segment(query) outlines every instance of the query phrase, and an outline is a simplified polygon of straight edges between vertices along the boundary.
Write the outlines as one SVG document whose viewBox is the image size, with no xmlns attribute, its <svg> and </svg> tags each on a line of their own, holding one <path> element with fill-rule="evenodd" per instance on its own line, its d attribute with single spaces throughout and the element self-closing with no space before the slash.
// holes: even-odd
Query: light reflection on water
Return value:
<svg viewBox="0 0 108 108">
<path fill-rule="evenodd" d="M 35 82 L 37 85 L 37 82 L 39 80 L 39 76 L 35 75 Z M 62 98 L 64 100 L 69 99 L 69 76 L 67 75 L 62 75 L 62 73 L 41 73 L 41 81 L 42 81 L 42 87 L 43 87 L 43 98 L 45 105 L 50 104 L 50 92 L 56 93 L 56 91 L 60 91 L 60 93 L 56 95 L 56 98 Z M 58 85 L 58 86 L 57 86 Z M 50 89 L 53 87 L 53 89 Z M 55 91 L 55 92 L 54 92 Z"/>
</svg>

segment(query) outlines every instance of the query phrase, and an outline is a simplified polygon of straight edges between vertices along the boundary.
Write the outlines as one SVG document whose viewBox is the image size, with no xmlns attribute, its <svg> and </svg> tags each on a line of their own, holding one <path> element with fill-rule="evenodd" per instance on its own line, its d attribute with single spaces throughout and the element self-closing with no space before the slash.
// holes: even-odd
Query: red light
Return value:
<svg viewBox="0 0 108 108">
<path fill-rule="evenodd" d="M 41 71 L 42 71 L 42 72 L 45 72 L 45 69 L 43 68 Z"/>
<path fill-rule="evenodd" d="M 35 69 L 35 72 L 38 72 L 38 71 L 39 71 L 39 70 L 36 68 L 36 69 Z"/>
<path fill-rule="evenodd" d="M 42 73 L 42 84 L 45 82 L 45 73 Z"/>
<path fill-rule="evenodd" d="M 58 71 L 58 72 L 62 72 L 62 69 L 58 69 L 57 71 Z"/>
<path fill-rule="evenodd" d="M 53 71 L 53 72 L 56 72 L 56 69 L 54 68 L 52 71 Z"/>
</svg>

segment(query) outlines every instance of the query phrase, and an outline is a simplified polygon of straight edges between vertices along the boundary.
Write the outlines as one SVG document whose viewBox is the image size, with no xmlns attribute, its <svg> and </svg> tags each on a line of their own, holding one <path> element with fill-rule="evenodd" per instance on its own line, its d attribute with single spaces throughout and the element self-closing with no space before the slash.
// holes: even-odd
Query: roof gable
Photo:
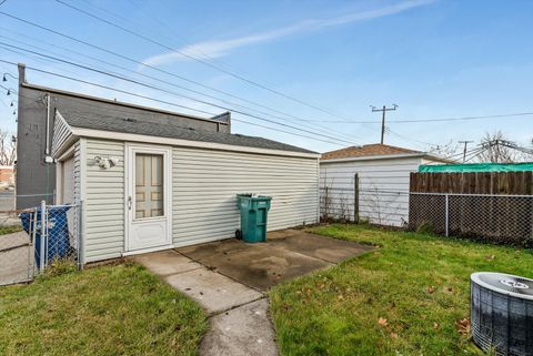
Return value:
<svg viewBox="0 0 533 356">
<path fill-rule="evenodd" d="M 71 110 L 62 110 L 61 116 L 64 119 L 68 125 L 73 129 L 80 128 L 155 138 L 178 139 L 183 141 L 316 154 L 313 151 L 263 138 L 247 136 L 225 132 L 193 130 L 180 126 L 179 124 L 162 125 L 160 123 L 150 122 L 143 118 L 111 116 Z"/>
<path fill-rule="evenodd" d="M 362 146 L 350 146 L 341 150 L 330 151 L 322 154 L 321 160 L 342 160 L 379 155 L 402 155 L 402 154 L 422 154 L 421 151 L 414 151 L 388 144 L 374 143 Z"/>
</svg>

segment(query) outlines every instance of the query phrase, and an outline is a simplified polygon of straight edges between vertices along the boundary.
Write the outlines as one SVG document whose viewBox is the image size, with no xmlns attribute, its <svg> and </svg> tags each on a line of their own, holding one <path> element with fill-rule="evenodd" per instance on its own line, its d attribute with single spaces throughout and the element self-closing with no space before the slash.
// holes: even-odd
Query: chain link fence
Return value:
<svg viewBox="0 0 533 356">
<path fill-rule="evenodd" d="M 323 222 L 369 222 L 533 247 L 533 195 L 324 186 L 320 189 L 320 208 Z"/>
<path fill-rule="evenodd" d="M 409 227 L 533 247 L 533 195 L 410 193 Z"/>
<path fill-rule="evenodd" d="M 40 206 L 2 210 L 1 214 L 0 285 L 31 281 L 58 262 L 81 266 L 81 204 L 47 205 L 42 201 Z"/>
</svg>

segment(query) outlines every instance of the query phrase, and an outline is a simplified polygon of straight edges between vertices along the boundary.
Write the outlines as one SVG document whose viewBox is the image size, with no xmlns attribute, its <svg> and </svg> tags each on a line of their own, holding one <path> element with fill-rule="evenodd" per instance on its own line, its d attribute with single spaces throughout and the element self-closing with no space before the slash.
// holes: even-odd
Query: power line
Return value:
-=-=-
▶ [What you should do]
Leave out all pictures, then copy the remaining material exactly.

▶ [Right answer]
segment(query) outlines every instance of the query phrase, and an outline is a simplified polygon of straight edges between vertices along the boundary.
Write the outlines as one SVG document whose viewBox is the image size, with no xmlns attribute, its <svg> and </svg> tags each on a line of their own, holding one <path> element with fill-rule="evenodd" per instance on its own line, its d attribute with single spaces throughout and the element self-closing with no space before the slash.
// holes: even-odd
Query: light reflection on water
Return value:
<svg viewBox="0 0 108 108">
<path fill-rule="evenodd" d="M 35 82 L 37 85 L 37 82 L 39 80 L 39 76 L 35 75 Z M 62 98 L 64 100 L 69 99 L 69 76 L 67 75 L 62 75 L 62 73 L 41 73 L 41 81 L 42 81 L 42 87 L 43 87 L 43 98 L 45 105 L 50 104 L 50 92 L 56 93 L 56 91 L 60 91 L 60 93 L 56 95 L 56 98 Z M 58 85 L 58 86 L 57 86 Z M 50 89 L 53 87 L 53 89 Z M 55 91 L 55 92 L 54 92 Z"/>
</svg>

segment(query) outlines every instance of the query phrase, and an outline is a simplified polygon of straight edges between vertices along the boundary.
Write the outlines as one SVG document whose viewBox is the image size, with no xmlns attribute, its <svg> and </svg> tags each on a line of their own, holding one <path> element with fill-rule="evenodd" per instance on its own line, its d attribute with single spaces throughout and the element self-closing with no space before the slash.
// holes: even-odd
Query: red light
Return value:
<svg viewBox="0 0 108 108">
<path fill-rule="evenodd" d="M 41 71 L 42 71 L 42 72 L 45 72 L 45 69 L 43 68 Z"/>
<path fill-rule="evenodd" d="M 35 69 L 35 72 L 38 72 L 38 71 L 39 71 L 39 70 L 36 68 L 36 69 Z"/>
<path fill-rule="evenodd" d="M 42 73 L 42 84 L 45 82 L 45 73 Z"/>
<path fill-rule="evenodd" d="M 58 71 L 58 72 L 62 72 L 62 69 L 58 69 L 57 71 Z"/>
<path fill-rule="evenodd" d="M 53 71 L 53 72 L 56 72 L 56 69 L 54 68 L 52 71 Z"/>
</svg>

segment(query) outlines every instance of the query phrase, and an outline is a simplified polygon of straight edges between vertices along the boundary.
Write the outlines as one SVG document whose viewBox is the image size, with no xmlns attribute, its <svg> and </svg> tags each on a line of their own, holding one <path> element with fill-rule="evenodd" per instance on its own line, its d attribute with single spaces throughout and the element self-closing with no space before the slash.
// holes: even-odd
Query: roof gable
Photo:
Return value:
<svg viewBox="0 0 533 356">
<path fill-rule="evenodd" d="M 71 110 L 62 110 L 61 116 L 64 119 L 68 125 L 73 129 L 80 128 L 155 138 L 178 139 L 183 141 L 316 154 L 313 151 L 263 138 L 247 136 L 225 132 L 193 130 L 180 126 L 179 124 L 162 125 L 160 123 L 150 122 L 143 118 L 111 116 Z"/>
<path fill-rule="evenodd" d="M 362 146 L 350 146 L 341 150 L 330 151 L 322 154 L 321 160 L 342 160 L 379 155 L 402 155 L 402 154 L 422 154 L 421 151 L 414 151 L 388 144 L 374 143 Z"/>
</svg>

segment(query) outlines every instance of the query phrase, and an outline is a simplified polygon of straight edges between vertices along the boundary.
Write the outlines as one SVG document whose viewBox is the image size, with no xmlns attribute, its <svg> and </svg> tags each on a line of their own, holding one <path> element with fill-rule="evenodd" per instance on its own line, its d attribute with single spaces throughout and the element self-closing with no space before the slash.
// holes: even-odd
Query: chain link fence
Return value:
<svg viewBox="0 0 533 356">
<path fill-rule="evenodd" d="M 323 222 L 369 222 L 533 247 L 533 195 L 324 186 L 320 189 L 320 208 Z"/>
<path fill-rule="evenodd" d="M 409 227 L 533 247 L 533 195 L 410 193 Z"/>
<path fill-rule="evenodd" d="M 40 206 L 2 210 L 1 214 L 0 285 L 31 281 L 58 262 L 81 266 L 81 204 L 47 205 L 42 201 Z"/>
</svg>

segment(query) outlines every instance of the query phrase, and an outline is a simplified polygon of straight edges between vertices along the boundary.
Write the outlines as one SVG document whose viewBox is the image size, with no xmlns attribute, its <svg> and </svg> tags each on a line of their own, holding one <path> element with fill-rule="evenodd" per instance on its own line, its d attribute with single spaces throughout and the element self-closing with no space before the slash.
// holes: even-odd
Query: power line
Return value:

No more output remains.